## Exercise instructions:
Copy the records exactly. Every line must match.

(Source data)
____

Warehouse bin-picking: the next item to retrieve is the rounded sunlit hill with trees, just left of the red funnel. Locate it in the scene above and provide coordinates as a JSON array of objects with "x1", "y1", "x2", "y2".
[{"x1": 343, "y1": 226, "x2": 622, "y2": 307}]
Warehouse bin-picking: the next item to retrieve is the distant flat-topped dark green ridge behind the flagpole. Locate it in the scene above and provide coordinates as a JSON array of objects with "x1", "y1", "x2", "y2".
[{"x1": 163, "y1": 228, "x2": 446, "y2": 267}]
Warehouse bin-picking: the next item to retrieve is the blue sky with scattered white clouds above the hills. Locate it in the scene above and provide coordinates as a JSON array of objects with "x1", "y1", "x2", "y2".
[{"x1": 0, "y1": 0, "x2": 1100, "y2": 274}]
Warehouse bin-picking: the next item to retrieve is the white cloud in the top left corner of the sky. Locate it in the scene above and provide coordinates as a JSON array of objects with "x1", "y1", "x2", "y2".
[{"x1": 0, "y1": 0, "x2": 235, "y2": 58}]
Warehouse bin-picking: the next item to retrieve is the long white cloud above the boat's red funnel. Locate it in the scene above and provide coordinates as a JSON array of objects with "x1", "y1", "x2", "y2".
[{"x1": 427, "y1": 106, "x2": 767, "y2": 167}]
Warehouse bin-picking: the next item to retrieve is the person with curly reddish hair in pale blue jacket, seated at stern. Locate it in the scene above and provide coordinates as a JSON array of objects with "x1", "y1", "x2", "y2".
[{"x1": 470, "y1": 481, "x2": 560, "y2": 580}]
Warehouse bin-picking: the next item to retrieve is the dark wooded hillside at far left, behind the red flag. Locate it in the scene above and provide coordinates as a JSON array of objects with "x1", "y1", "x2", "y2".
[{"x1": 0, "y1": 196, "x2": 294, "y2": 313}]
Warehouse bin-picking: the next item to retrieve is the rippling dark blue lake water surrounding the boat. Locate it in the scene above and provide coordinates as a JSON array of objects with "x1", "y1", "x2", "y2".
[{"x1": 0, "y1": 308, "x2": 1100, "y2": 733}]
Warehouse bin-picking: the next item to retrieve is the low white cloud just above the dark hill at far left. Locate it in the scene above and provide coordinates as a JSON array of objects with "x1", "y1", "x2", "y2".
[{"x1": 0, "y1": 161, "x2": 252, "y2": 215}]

____

## Exercise answer:
Warehouse bin-picking: the next item to retrieve is the rounded sunlit hill with trees, just left of the red funnel. Locate it in the scene above and provide coordinates as a JSON array of objects with "x1", "y1", "x2", "y2".
[{"x1": 343, "y1": 226, "x2": 622, "y2": 307}]
Warehouse bin-picking: the next item to retrieve is the distant flat-topped dark green ridge behind the flagpole. Locate it in the scene above and provide coordinates as a JSON array of objects with "x1", "y1", "x2", "y2".
[{"x1": 163, "y1": 228, "x2": 446, "y2": 267}]
Warehouse bin-picking: the next item to retrieve is the blue sky with scattered white clouds above the hills. Locate it in the scene above and provide coordinates as a JSON array of objects with "x1", "y1", "x2", "y2".
[{"x1": 0, "y1": 0, "x2": 1100, "y2": 274}]
Warehouse bin-picking: the next item to retrieve is the white cloud in the top left corner of the sky. Locate it in the scene above and provide coordinates as a JSON array of objects with "x1", "y1", "x2", "y2".
[{"x1": 0, "y1": 0, "x2": 235, "y2": 58}]
Warehouse bin-picking: the next item to retrieve is the long white cloud above the boat's red funnel. Locate it in the scene above and provide coordinates as a JSON array of objects with "x1", "y1", "x2", "y2".
[{"x1": 427, "y1": 106, "x2": 767, "y2": 167}]
Warehouse bin-picking: the next item to retrieve is the person with curly reddish hair in pale blue jacket, seated at stern. Locate it in the scene above and provide coordinates as a JSON array of objects with "x1", "y1", "x2", "y2".
[{"x1": 470, "y1": 481, "x2": 560, "y2": 580}]
Warehouse bin-picking: the next item to retrieve is the dark wooded hillside at far left, behind the red flag. Locate it in the scene above and provide coordinates as a JSON array of objects with "x1", "y1", "x2", "y2".
[{"x1": 0, "y1": 196, "x2": 294, "y2": 313}]
Warehouse bin-picking: the next item to retrieve is the rippling dark blue lake water surrounding the boat. Locate it in the scene above and provide coordinates as a JSON array of objects with "x1", "y1", "x2", "y2".
[{"x1": 0, "y1": 308, "x2": 1100, "y2": 733}]
Warehouse bin-picking: the next item to retrieve is the low white cloud just above the dark hill at far left. Locate it in the scene above and provide coordinates as a JSON array of objects with "x1", "y1", "x2", "y2".
[{"x1": 0, "y1": 161, "x2": 252, "y2": 215}]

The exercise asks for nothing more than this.